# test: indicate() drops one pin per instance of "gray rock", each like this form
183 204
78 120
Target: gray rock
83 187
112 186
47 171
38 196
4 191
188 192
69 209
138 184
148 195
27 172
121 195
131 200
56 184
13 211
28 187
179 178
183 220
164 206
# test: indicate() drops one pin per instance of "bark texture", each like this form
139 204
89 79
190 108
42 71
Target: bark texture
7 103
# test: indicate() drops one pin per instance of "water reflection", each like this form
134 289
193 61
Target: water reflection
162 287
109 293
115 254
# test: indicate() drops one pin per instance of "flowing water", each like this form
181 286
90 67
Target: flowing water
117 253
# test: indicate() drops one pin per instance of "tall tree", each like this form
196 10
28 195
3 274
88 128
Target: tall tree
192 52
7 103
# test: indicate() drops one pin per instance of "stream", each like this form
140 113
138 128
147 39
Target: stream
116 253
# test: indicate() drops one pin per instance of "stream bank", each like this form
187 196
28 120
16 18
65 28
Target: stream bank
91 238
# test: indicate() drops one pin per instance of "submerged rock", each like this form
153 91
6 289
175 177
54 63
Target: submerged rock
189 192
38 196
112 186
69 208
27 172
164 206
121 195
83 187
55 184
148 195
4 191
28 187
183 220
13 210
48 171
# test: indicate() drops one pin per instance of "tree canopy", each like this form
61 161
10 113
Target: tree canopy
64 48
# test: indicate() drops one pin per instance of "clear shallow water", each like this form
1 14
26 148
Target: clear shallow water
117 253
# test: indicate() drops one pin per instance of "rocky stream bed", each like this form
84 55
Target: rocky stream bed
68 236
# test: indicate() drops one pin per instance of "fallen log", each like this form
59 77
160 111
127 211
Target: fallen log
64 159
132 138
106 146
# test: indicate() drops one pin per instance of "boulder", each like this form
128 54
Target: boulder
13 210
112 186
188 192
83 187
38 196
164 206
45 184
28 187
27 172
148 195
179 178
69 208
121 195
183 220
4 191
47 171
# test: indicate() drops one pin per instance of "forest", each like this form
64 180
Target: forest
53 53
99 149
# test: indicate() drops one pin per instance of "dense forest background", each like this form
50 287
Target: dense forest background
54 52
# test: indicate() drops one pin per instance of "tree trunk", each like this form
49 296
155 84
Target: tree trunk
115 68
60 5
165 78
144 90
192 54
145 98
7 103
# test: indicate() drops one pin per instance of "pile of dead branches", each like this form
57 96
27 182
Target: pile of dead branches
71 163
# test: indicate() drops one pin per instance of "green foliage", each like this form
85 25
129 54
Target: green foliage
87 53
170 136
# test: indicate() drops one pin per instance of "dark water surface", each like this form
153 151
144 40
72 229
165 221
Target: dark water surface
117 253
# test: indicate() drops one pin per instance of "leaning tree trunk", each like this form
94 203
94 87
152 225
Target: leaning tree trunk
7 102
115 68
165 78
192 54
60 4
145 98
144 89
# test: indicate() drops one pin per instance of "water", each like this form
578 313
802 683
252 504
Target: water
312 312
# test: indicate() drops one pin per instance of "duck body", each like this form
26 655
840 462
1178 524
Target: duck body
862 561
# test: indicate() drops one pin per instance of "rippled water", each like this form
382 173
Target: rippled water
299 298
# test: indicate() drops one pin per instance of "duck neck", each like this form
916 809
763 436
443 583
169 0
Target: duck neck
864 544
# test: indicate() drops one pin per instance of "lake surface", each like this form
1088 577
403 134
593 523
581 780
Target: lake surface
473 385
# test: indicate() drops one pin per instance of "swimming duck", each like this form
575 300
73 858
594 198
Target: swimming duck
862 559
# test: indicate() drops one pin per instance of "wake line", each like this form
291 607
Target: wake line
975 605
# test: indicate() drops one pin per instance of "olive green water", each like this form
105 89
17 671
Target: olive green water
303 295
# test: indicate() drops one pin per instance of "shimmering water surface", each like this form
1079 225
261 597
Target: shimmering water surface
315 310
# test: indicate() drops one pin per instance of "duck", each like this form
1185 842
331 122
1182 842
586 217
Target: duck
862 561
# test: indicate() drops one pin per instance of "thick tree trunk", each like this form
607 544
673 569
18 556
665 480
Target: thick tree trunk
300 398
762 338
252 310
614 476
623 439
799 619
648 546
──────────────────────────────
## PROBLEM STATEMENT
Output all preceding records character for character.

## RESULT OF THE TASK
# test: indicate() drops one pin per instance of "gray rock", each like this form
183 204
78 120
Target: gray rock
83 187
112 186
47 171
38 196
4 191
188 192
69 209
138 184
148 195
27 172
121 195
131 200
56 184
13 211
28 187
179 178
183 220
164 206
# test: indicate() drops one pin per instance of "bark texture", each like this form
139 204
89 79
190 108
42 71
Target: bark texture
7 103
# test: indicate() drops one pin per instance of "water reflection", each like this form
134 289
193 61
Target: water reflection
162 287
109 293
115 254
# test: indicate() drops one pin per instance of "flowing water", each like this form
181 286
90 67
Target: flowing water
117 253
# test: indicate() drops one pin per instance of "tall tree", each like this form
196 10
28 195
3 274
88 128
Target: tall tree
192 52
7 103
# test: indicate() drops one pin per instance of "stream", each like this form
140 113
138 128
147 39
Target: stream
116 253
# test: indicate() drops one pin per instance of "stream bank", each like this form
187 196
28 120
16 18
65 28
Target: stream bank
91 238
# test: indicate() drops one pin per instance of "submerged rock", each like this form
153 91
6 289
175 177
54 63
Target: submerged rock
189 192
38 196
112 186
69 208
27 172
164 206
121 195
83 187
55 184
148 195
4 191
28 187
183 220
13 210
48 171
# test: indicate() drops one pin per instance of "tree canopy", each like this form
61 161
10 113
Target: tree canopy
64 48
# test: indicate() drops one pin per instance of "clear shallow water", each like this form
1 14
26 148
Target: clear shallow water
117 253
# test: indicate() drops one pin per instance of "rocky stream bed", each like this form
84 55
Target: rocky stream bed
68 236
# test: indicate() drops one pin per instance of "fallen log", each like this form
59 77
160 111
127 211
Target: fallen log
64 159
132 138
106 146
# test: indicate() drops one pin per instance of "boulder", each like this form
128 54
Target: boulder
13 210
112 186
188 192
83 187
38 196
164 206
45 184
28 187
27 172
148 195
179 178
69 208
121 195
183 220
4 191
47 171
# test: indicate() drops one pin per instance of "forest", each like this form
64 180
Target: forest
53 53
99 149
# test: indicate() drops one pin per instance of "dense forest background", each like this form
50 287
Target: dense forest background
54 52
# test: indicate() drops one pin per instance of "tree trunk", each like this form
49 296
155 84
Target: tree trunk
115 68
60 5
165 78
144 90
192 54
145 98
7 103
# test: indicate() drops one pin per instance of "pile of dead branches", each like this form
57 96
27 182
Target: pile of dead branches
71 163
# test: indicate() drops one pin per instance of "green foliage", each like this form
85 25
129 54
Target: green foliage
87 53
170 136
# test: indicate() drops one pin per instance of "dark water surface", each like this form
153 151
144 40
72 229
165 221
Target: dark water surface
117 253
# test: indicate() drops one pin per instance of "leaning tree trunk", each like this form
94 203
94 87
152 225
Target: leaning tree trunk
7 102
115 68
165 78
192 54
60 4
145 98
144 89
# test: indicate() drops one pin per instance of "water", each like this form
578 313
802 683
252 504
Target: water
312 312
# test: indicate() drops one pin per instance of "duck body", each like this form
26 655
840 462
1178 524
Target: duck body
862 561
# test: indicate() drops one pin per instance of "rippled water", each like this form
382 173
Target: rippled water
299 298
# test: indicate() drops one pin per instance of "duck neck", each like this form
916 809
763 436
443 583
169 0
Target: duck neck
864 544
# test: indicate() drops one pin per instance of "lake surface", each like this form
1088 577
403 134
593 523
581 780
Target: lake surface
473 385
# test: indicate() drops one pin per instance of "swimming duck", each like this form
575 300
73 858
594 198
Target: swimming duck
862 559
# test: indicate() drops one pin per instance of "wake line", each like this form
291 607
Target: wake line
975 605
# test: indicate() drops one pin per instance of "olive green water", each like this form
105 89
17 671
Target: olive green water
303 295
# test: indicate() drops one pin per instance of "shimmering water surface", each like this form
1079 225
261 597
Target: shimmering water surface
315 310
# test: indicate() drops one pin per instance of "duck", each like this form
1185 842
331 122
1182 842
586 217
Target: duck
862 561
# test: indicate() drops one pin per instance of "thick tree trunk", each like this form
607 544
673 569
18 556
665 480
Target: thick tree trunk
300 398
762 338
252 310
614 476
623 439
799 619
648 546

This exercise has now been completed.